--- START ---
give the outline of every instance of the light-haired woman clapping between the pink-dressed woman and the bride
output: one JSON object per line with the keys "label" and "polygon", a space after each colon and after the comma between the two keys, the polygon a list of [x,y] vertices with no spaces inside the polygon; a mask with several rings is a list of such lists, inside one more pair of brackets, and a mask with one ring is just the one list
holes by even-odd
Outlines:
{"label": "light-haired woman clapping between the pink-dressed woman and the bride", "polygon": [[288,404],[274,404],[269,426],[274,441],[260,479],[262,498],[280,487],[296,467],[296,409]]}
--- END ---
--- START ---
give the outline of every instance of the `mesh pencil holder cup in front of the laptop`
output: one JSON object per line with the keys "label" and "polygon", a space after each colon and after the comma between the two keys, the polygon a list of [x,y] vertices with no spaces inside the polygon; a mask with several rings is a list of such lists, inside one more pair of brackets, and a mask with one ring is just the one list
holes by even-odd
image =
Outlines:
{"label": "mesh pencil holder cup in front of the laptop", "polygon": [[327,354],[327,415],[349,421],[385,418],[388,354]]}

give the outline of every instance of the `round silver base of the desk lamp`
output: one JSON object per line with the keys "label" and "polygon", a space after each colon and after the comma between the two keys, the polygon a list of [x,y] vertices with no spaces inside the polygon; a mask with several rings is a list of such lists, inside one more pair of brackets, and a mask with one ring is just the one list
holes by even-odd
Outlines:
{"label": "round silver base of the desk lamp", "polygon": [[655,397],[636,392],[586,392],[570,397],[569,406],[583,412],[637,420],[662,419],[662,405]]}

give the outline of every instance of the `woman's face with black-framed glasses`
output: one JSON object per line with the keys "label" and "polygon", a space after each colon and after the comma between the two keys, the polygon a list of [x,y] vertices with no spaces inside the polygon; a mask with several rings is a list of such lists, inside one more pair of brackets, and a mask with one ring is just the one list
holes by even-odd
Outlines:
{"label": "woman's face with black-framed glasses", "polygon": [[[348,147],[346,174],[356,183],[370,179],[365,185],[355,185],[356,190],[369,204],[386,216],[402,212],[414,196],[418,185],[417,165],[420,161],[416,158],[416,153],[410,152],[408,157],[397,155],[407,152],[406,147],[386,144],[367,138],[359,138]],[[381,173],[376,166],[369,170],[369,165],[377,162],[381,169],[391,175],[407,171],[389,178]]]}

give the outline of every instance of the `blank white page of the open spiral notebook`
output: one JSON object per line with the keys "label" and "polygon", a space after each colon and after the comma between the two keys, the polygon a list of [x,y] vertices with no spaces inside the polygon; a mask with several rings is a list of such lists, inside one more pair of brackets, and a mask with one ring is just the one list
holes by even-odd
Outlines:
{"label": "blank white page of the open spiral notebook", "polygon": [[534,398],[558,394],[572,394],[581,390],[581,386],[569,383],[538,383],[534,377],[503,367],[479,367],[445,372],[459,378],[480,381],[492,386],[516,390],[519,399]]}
--- END ---
The lines you need are those with the word "give"; list them from the entries.

give the outline of every instance of the light-haired woman clapping between the pink-dressed woman and the bride
give the outline of every instance of the `mesh pencil holder cup in front of the laptop`
give the outline of every instance of the `round silver base of the desk lamp`
give the outline of every instance of the `woman's face with black-framed glasses`
give the outline of every instance of the `blank white page of the open spiral notebook`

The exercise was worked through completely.